# Task description
Lay out the rows starting at the line that contains "Trace the outline of every instance of the tree" and ending at the line that contains "[[[198,197],[336,197],[337,140],[308,132],[188,170]]]" as a two-column CSV with the headers instruction and outline, one line for each row. Put each row's text and its answer in separate quoted fields, with line breaks replaced by spaces.

......

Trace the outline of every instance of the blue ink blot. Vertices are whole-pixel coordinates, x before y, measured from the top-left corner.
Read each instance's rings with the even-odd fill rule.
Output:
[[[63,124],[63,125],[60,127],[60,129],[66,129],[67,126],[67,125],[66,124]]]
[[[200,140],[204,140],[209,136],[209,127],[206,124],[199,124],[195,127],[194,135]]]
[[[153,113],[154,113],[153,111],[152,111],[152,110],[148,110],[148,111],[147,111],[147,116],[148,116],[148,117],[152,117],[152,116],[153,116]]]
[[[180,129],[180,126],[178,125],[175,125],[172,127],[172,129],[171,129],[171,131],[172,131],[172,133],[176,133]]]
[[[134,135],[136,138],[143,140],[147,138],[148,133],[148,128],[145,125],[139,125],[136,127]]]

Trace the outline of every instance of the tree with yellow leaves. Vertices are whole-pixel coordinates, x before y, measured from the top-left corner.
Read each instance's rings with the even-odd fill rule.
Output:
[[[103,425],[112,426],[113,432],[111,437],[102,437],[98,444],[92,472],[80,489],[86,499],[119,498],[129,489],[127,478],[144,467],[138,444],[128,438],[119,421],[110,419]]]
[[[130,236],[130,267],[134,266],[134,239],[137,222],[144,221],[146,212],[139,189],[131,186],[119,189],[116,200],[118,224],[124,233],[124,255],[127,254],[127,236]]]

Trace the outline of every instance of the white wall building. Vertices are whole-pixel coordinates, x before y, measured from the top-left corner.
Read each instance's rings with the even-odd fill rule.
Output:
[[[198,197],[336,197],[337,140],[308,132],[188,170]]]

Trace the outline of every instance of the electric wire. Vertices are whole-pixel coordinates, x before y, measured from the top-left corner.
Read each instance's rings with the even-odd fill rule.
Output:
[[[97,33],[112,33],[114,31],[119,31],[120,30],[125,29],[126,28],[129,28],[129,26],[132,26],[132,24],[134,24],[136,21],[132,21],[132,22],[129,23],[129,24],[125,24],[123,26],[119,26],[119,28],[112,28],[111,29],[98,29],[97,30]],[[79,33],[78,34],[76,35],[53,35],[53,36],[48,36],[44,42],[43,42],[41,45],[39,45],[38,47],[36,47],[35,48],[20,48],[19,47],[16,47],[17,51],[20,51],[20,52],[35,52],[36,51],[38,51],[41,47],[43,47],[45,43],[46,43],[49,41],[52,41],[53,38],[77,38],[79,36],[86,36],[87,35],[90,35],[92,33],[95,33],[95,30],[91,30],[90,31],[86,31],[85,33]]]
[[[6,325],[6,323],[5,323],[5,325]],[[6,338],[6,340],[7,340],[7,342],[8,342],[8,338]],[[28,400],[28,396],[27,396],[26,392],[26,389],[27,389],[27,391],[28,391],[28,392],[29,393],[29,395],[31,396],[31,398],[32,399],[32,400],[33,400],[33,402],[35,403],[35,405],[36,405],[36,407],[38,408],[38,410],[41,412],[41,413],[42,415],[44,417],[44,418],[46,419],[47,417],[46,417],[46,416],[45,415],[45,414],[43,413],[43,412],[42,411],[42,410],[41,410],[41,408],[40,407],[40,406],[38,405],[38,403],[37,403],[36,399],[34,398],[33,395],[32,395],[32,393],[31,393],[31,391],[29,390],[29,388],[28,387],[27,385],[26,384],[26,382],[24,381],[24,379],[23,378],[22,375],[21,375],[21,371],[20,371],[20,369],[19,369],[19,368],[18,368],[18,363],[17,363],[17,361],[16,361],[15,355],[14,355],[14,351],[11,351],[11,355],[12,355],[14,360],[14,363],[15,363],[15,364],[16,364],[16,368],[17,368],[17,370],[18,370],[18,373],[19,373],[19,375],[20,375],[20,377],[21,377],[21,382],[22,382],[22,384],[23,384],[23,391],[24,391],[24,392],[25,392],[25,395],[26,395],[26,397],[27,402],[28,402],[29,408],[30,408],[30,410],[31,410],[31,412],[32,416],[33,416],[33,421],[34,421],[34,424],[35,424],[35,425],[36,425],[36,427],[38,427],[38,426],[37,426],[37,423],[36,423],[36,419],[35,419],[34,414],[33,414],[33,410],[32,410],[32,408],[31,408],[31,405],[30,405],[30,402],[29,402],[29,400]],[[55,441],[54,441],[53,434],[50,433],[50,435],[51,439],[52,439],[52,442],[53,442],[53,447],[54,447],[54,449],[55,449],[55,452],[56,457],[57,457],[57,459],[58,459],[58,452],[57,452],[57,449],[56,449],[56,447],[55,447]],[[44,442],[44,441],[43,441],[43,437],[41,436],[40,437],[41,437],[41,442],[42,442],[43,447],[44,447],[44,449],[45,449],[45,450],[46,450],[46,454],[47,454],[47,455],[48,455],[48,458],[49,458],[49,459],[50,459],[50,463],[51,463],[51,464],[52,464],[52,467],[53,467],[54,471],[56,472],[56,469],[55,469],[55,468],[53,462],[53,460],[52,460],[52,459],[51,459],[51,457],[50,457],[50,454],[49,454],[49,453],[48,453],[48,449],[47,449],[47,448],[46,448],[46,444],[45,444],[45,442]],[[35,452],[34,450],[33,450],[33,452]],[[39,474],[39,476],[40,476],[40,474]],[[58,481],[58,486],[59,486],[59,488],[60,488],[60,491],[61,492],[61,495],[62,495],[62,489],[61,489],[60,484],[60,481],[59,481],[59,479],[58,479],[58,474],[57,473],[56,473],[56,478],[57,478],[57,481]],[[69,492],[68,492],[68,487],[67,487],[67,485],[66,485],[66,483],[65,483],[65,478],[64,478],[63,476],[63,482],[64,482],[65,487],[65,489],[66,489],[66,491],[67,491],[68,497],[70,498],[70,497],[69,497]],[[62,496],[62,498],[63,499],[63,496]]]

......

# Output for this task
instruction,outline
"Trace the outline of every instance of the tree with yellow leaves. Vertices are whole-pixel coordinates, x before y, measured from the top-left corner. Read each instance's rings with the even-odd fill rule. Output:","[[[103,425],[112,426],[113,432],[111,437],[102,437],[98,444],[92,472],[80,489],[86,499],[119,498],[129,489],[127,478],[144,467],[138,444],[128,438],[119,421],[110,419]]] [[[130,236],[130,267],[134,266],[134,239],[137,222],[144,221],[146,212],[139,189],[131,186],[119,189],[116,200],[118,224],[124,233],[124,255],[127,254],[127,236]]]"
"Trace the outline of every instance of the white wall building. Vertices are whole-pixel coordinates, x before y, measured from the top-left corner. Read each instance's rings with the even-odd fill rule. Output:","[[[198,197],[336,197],[337,140],[308,132],[188,170]]]"